↓↓↓
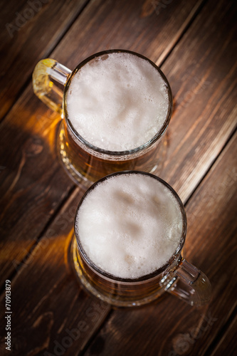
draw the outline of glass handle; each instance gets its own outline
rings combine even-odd
[[[37,63],[32,75],[34,93],[51,109],[62,114],[63,91],[55,82],[65,85],[71,70],[54,59]]]
[[[209,280],[203,272],[186,260],[183,259],[175,271],[173,281],[167,288],[171,294],[197,307],[210,302],[211,287]]]

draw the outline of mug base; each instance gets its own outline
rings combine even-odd
[[[168,145],[167,132],[164,134],[157,147],[154,147],[152,158],[151,157],[147,157],[147,157],[144,156],[142,158],[142,163],[139,161],[137,162],[135,159],[132,159],[115,162],[115,164],[112,161],[108,162],[107,161],[100,160],[98,164],[98,159],[91,155],[89,159],[90,162],[88,161],[88,157],[86,156],[82,159],[83,151],[78,146],[76,150],[75,149],[75,147],[73,147],[75,145],[74,142],[73,144],[68,142],[65,130],[65,125],[62,120],[58,125],[56,132],[57,156],[67,174],[74,183],[79,186],[89,188],[99,179],[115,172],[139,170],[158,175],[163,169]],[[97,165],[97,169],[94,169],[94,164]]]

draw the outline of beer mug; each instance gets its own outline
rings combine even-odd
[[[208,303],[207,277],[181,256],[186,217],[174,190],[144,172],[108,175],[83,197],[72,256],[85,289],[117,306],[141,305],[169,292]]]
[[[148,58],[129,51],[105,51],[73,71],[43,59],[34,69],[33,86],[61,115],[57,151],[75,182],[90,187],[115,172],[159,170],[172,97],[164,75]]]

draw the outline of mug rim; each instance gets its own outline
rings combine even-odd
[[[169,261],[165,263],[164,266],[160,267],[159,268],[155,270],[154,271],[152,272],[151,273],[148,273],[144,276],[142,276],[141,277],[137,278],[120,278],[120,277],[117,277],[113,276],[112,273],[109,273],[107,272],[105,272],[101,269],[100,269],[88,256],[87,253],[85,253],[84,248],[83,248],[80,242],[80,238],[79,238],[79,234],[76,233],[76,229],[75,229],[75,221],[76,221],[76,216],[78,216],[79,209],[80,206],[82,205],[83,201],[88,196],[88,194],[93,190],[94,189],[100,182],[110,179],[111,177],[114,177],[116,175],[122,175],[122,174],[143,174],[143,175],[148,175],[151,177],[152,178],[154,178],[155,179],[158,180],[160,183],[163,184],[167,188],[168,188],[171,192],[172,193],[173,196],[176,198],[179,206],[180,208],[180,211],[182,214],[182,221],[183,221],[183,227],[182,227],[182,232],[180,236],[180,241],[178,247],[176,249],[176,251],[173,253],[173,255],[171,256],[171,258],[169,259]],[[77,241],[77,246],[78,248],[78,252],[80,253],[80,257],[83,258],[83,261],[86,263],[86,264],[93,271],[93,272],[95,272],[97,274],[98,274],[101,278],[105,278],[110,282],[117,282],[117,283],[140,283],[142,281],[147,282],[148,280],[151,280],[152,278],[157,278],[160,273],[163,273],[169,266],[172,266],[174,261],[177,260],[177,258],[179,257],[181,254],[181,249],[184,246],[184,242],[185,242],[185,239],[186,239],[186,228],[187,228],[187,221],[186,221],[186,211],[185,209],[184,206],[184,204],[177,194],[177,193],[175,192],[175,190],[164,179],[162,178],[155,176],[154,174],[152,174],[151,173],[145,172],[143,171],[132,171],[132,170],[127,170],[127,171],[121,171],[121,172],[117,172],[112,173],[110,174],[108,174],[107,176],[103,177],[100,179],[98,180],[94,183],[92,186],[90,186],[88,190],[85,192],[85,193],[83,194],[83,197],[81,198],[79,204],[77,207],[76,211],[75,211],[75,219],[74,219],[74,235]]]
[[[168,99],[169,99],[169,108],[167,110],[167,115],[166,117],[165,120],[163,122],[162,126],[161,127],[160,130],[158,131],[158,132],[156,133],[153,137],[152,137],[149,140],[148,140],[147,142],[144,144],[131,149],[131,150],[126,150],[123,151],[110,151],[109,150],[105,150],[100,147],[98,147],[97,146],[95,146],[94,145],[91,144],[86,140],[85,140],[78,132],[78,131],[75,129],[73,127],[72,122],[68,118],[68,111],[67,111],[67,103],[66,103],[66,96],[67,96],[67,93],[69,89],[71,80],[74,76],[74,75],[83,66],[85,66],[87,63],[90,62],[90,61],[96,58],[97,57],[100,57],[101,56],[103,56],[105,54],[110,54],[110,53],[127,53],[132,54],[134,56],[137,56],[142,59],[144,59],[146,61],[148,61],[152,66],[153,67],[158,70],[159,73],[162,76],[163,80],[165,83],[165,85],[167,88],[167,93],[168,93]],[[172,90],[169,85],[169,83],[167,80],[167,78],[163,73],[163,72],[161,70],[161,69],[151,60],[145,57],[144,56],[142,56],[142,54],[137,53],[136,52],[132,51],[128,51],[128,50],[124,50],[124,49],[110,49],[110,50],[106,50],[106,51],[102,51],[100,52],[98,52],[97,53],[95,53],[92,56],[90,56],[85,60],[83,60],[82,62],[80,62],[74,69],[72,70],[70,73],[70,75],[68,76],[68,78],[66,81],[66,83],[64,87],[64,90],[63,90],[63,112],[64,114],[64,117],[65,120],[65,122],[67,123],[67,125],[70,128],[71,132],[73,135],[85,147],[87,147],[89,150],[95,151],[96,152],[98,152],[100,154],[103,154],[103,155],[107,155],[108,156],[127,156],[130,155],[132,155],[134,153],[139,152],[142,150],[147,149],[148,147],[150,147],[153,144],[154,144],[158,140],[164,135],[165,132],[166,130],[168,127],[168,125],[170,122],[172,113],[173,110],[173,100],[172,100]]]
↑↑↑
◆ Goal:
Which lines of the data above contain the word "each", with case counting? List every one of those lines in full.

◆ Result:
draw the outline of glass handle; each instance gets its own outline
draw the outline of mug base; each instance gets its own outline
draw the outline of beer mug; each instance gets its own outline
draw the outline of mug rim; each instance gets its own outline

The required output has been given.